* [Exercise description]: Copy each line of the records that holds the string "citrus".

* [Data provided]:
☆ ☆ ☆ ☆ ☆

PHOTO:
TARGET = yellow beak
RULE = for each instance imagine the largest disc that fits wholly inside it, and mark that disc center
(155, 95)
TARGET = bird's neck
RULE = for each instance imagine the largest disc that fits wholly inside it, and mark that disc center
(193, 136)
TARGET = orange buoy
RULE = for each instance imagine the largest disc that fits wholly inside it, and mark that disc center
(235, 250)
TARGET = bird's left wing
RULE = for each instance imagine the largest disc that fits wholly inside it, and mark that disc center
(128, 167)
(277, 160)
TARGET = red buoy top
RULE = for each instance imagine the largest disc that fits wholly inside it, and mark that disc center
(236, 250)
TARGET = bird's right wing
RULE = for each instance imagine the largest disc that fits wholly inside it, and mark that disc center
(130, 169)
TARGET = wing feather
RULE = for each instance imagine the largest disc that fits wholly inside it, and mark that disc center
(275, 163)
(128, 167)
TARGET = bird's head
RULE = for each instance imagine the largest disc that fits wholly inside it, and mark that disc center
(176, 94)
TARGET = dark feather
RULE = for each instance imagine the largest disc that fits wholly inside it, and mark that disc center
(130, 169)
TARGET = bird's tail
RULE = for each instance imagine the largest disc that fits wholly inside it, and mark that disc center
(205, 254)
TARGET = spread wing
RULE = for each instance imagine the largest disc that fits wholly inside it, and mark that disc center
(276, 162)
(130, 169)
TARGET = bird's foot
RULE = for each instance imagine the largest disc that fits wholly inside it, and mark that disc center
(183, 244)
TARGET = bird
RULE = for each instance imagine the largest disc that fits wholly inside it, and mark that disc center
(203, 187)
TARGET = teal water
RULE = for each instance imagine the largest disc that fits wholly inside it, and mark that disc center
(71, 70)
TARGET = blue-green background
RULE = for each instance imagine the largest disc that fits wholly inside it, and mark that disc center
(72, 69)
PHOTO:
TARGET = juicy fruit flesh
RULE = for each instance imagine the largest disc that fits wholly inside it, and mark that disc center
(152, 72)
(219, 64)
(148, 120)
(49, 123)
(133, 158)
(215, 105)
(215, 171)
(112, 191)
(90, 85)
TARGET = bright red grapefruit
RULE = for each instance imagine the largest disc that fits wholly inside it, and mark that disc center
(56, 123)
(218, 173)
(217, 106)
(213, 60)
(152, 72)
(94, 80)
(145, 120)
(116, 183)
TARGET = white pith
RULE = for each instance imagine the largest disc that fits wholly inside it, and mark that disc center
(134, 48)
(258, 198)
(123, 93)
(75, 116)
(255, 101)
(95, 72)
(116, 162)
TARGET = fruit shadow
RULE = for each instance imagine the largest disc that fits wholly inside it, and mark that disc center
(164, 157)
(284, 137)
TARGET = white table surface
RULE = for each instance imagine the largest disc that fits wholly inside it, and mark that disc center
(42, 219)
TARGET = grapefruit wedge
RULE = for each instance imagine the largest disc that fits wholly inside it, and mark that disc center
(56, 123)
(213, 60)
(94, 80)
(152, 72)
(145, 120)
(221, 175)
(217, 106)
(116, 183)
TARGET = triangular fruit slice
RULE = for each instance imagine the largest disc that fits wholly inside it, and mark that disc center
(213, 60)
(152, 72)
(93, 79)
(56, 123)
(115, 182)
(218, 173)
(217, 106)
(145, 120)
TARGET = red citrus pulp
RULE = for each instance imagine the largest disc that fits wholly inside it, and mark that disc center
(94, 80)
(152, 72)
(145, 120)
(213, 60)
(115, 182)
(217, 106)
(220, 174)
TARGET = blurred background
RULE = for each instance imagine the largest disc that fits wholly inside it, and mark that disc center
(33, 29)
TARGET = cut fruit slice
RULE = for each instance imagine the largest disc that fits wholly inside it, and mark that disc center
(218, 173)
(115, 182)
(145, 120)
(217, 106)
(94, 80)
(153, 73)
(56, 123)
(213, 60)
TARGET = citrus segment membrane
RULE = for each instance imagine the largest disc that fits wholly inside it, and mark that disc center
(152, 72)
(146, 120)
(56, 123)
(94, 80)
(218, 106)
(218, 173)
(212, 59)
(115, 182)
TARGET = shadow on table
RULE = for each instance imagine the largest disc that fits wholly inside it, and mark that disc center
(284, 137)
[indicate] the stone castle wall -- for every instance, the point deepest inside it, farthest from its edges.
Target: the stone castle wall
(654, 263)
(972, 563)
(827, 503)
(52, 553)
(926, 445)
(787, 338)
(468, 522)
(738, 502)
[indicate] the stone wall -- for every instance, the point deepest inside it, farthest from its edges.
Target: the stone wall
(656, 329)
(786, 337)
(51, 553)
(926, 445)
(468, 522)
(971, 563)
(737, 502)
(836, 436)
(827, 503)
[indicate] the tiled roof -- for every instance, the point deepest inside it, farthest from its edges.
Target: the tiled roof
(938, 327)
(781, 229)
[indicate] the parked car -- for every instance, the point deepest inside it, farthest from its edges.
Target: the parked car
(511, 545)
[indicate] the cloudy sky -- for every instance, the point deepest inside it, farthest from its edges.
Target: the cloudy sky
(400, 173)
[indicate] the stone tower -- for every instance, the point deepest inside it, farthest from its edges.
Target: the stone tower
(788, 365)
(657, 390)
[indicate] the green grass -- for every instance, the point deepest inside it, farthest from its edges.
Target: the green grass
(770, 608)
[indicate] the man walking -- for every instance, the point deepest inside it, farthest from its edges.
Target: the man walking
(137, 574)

☆ ☆ ☆ ☆ ☆

* [Response to the task]:
TARGET = red citrus pulp
TARGET = citrus segment membrane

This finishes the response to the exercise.